Each entry needs to be copied exactly, with nothing left out.

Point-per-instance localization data
----------------------------------------

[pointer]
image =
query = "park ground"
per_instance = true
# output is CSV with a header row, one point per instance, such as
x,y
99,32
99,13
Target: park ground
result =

----------------------------------------

Result below
[pointer]
image =
query = "park ground"
per_instance = true
# output is CSV with a header row, one point per instance, such as
x,y
99,32
99,13
Target: park ground
result =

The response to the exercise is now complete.